Reproduce each of the records below word for word, keeping every line as it appears.

▼

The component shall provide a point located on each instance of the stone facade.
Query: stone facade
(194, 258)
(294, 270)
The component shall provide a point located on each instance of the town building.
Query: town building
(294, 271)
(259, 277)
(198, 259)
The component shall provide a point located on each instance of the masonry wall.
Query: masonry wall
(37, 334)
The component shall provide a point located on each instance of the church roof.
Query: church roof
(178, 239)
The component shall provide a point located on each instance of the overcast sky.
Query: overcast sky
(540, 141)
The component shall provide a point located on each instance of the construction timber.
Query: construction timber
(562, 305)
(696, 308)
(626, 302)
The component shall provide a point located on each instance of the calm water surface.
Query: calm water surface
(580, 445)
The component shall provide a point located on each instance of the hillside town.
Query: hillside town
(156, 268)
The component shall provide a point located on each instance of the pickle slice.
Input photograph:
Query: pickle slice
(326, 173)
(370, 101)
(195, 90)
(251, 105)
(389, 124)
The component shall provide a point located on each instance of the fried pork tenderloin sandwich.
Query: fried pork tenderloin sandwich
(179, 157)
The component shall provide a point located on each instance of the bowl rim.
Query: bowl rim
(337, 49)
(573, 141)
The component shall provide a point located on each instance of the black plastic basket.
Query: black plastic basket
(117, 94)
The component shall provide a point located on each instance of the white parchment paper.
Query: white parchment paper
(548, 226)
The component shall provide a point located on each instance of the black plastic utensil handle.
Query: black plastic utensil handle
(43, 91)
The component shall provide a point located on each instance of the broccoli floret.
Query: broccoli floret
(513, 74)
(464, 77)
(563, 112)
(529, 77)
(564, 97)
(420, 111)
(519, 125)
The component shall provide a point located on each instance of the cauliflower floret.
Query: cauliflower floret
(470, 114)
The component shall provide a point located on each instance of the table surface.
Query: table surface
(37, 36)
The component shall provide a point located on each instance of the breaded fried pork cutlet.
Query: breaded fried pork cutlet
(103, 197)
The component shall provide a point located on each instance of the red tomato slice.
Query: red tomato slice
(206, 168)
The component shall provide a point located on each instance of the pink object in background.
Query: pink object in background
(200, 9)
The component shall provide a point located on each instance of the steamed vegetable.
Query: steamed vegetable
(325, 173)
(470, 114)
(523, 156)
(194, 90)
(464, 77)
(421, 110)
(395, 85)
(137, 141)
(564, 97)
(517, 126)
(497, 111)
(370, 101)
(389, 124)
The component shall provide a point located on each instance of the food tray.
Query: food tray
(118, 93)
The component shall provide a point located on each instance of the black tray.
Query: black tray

▲

Output for this exercise:
The component shall provide a point located on each instance of the stone facade.
Query: stone facade
(194, 258)
(294, 270)
The component shall provide a point located on each instance of the town building.
Query: town building
(294, 271)
(259, 277)
(198, 259)
The component shall provide a point located on each instance of the masonry wall.
Query: masonry wall
(37, 334)
The component shall provide a point located on each instance of the church roof.
Query: church roof
(178, 239)
The component shall provide a point located on each instance of the overcast sky.
Query: overcast sky
(540, 141)
The component shall provide a point located on each instance of the construction timber.
Query: construction timber
(562, 305)
(696, 308)
(626, 302)
The component shall provide a point located on each instance of the calm water surface.
Query: calm water surface
(580, 445)
The component shall provide a point located on each instance of the hillside town.
Query: hillside town
(156, 268)
The component shall provide a point located on each instance of the pickle slice.
Input photograph:
Query: pickle slice
(326, 173)
(370, 101)
(195, 90)
(251, 105)
(389, 124)
The component shall provide a point located on each instance of the fried pork tenderloin sandwich.
Query: fried pork tenderloin sandwich
(179, 157)
The component shall provide a point located on each instance of the bowl rim.
Query: bowl rim
(337, 49)
(573, 141)
The component shall provide a point located on each instance of the black plastic basket.
Query: black plastic basket
(117, 94)
The component shall provide a point located on each instance of the white parchment paper.
Query: white parchment paper
(548, 226)
The component shall provide a point located on each instance of the black plastic utensil handle.
Query: black plastic utensil handle
(43, 91)
The component shall provide a point located on each instance of the broccoli floret.
Query: broccoli floret
(513, 74)
(464, 77)
(563, 112)
(529, 77)
(564, 97)
(420, 111)
(519, 125)
The component shall provide a point located on each instance of the cauliflower floret.
Query: cauliflower floret
(470, 114)
The component shall provide a point located on each instance of the table surface.
Query: table surface
(37, 36)
The component shall provide a point located on each instance of the breaded fried pork cutlet.
Query: breaded fried pork cutlet
(103, 197)
The component shall provide a point located on each instance of the red tomato slice.
Query: red tomato slice
(206, 168)
The component shall provide a point located on each instance of the pink object in background.
Query: pink object in background
(200, 9)
The component shall provide a point located on each instance of the steamed vegetable.
Query: steamed vegetable
(325, 173)
(470, 114)
(523, 156)
(194, 90)
(464, 77)
(421, 110)
(395, 85)
(137, 141)
(564, 97)
(517, 126)
(497, 111)
(370, 101)
(389, 124)
The component shall provide a point located on each instance of the food tray.
Query: food tray
(118, 93)
The component shall provide a point located on each instance of the black tray.
Query: black tray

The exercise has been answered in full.